**WORK INSTRUCTIONS**
Pictures must be kept out of the copy. Every entry is to be duplicated exactly.

**RAW DATA**

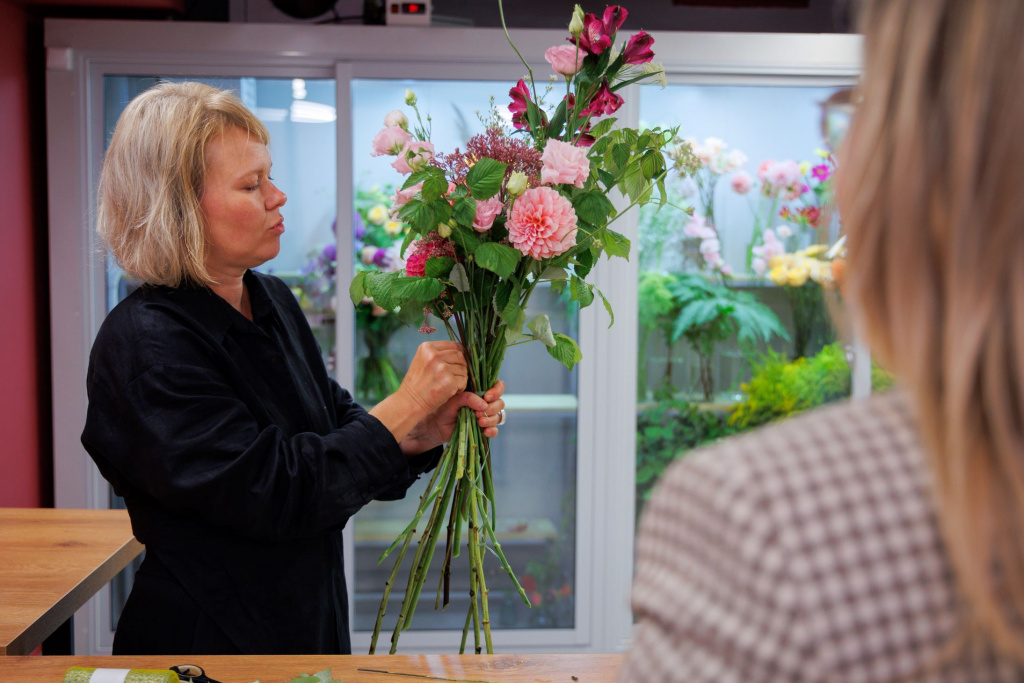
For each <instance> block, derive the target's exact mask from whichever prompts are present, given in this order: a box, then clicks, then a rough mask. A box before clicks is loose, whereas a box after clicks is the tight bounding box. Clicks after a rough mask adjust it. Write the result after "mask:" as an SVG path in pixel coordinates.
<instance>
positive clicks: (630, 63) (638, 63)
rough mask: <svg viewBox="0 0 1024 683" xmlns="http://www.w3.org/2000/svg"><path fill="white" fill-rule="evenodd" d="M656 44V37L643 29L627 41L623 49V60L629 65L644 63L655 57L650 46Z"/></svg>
mask: <svg viewBox="0 0 1024 683" xmlns="http://www.w3.org/2000/svg"><path fill="white" fill-rule="evenodd" d="M653 44H654V39H653V38H651V37H650V36H649V35H648V34H646V33H644V32H643V31H641V32H640V33H638V34H636V35H635V36H633V37H632V38H630V42H628V43H626V49H625V50H623V60H624V61H625V62H626V63H628V65H643V63H647V62H648V61H650V60H651V59H653V58H654V51H653V50H651V49H650V46H651V45H653Z"/></svg>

**SOLVED EXERCISE**
For each <instance> block, derive the target's exact mask from whichever prompts are present, given in this order: a box, then clicks, then a rough mask. A box before clicks is loose, whereas a box after clicks is the tight bounding box. Clicks after a rough mask adjust it. Write the result after "mask:" as an SVG path in pixel coordinates.
<instance>
positive clicks: (630, 63) (638, 63)
rough mask: <svg viewBox="0 0 1024 683" xmlns="http://www.w3.org/2000/svg"><path fill="white" fill-rule="evenodd" d="M656 44V37L643 29L627 41L623 49V60L629 65L644 63L655 57L650 46Z"/></svg>
mask: <svg viewBox="0 0 1024 683" xmlns="http://www.w3.org/2000/svg"><path fill="white" fill-rule="evenodd" d="M653 44H654V39H653V38H651V37H650V36H649V35H648V34H646V33H644V32H643V31H641V32H640V33H638V34H636V35H635V36H633V37H632V38H630V42H628V43H626V49H625V50H623V60H624V61H625V62H626V63H628V65H643V63H647V62H648V61H650V60H651V59H653V58H654V51H653V50H651V49H650V46H651V45H653Z"/></svg>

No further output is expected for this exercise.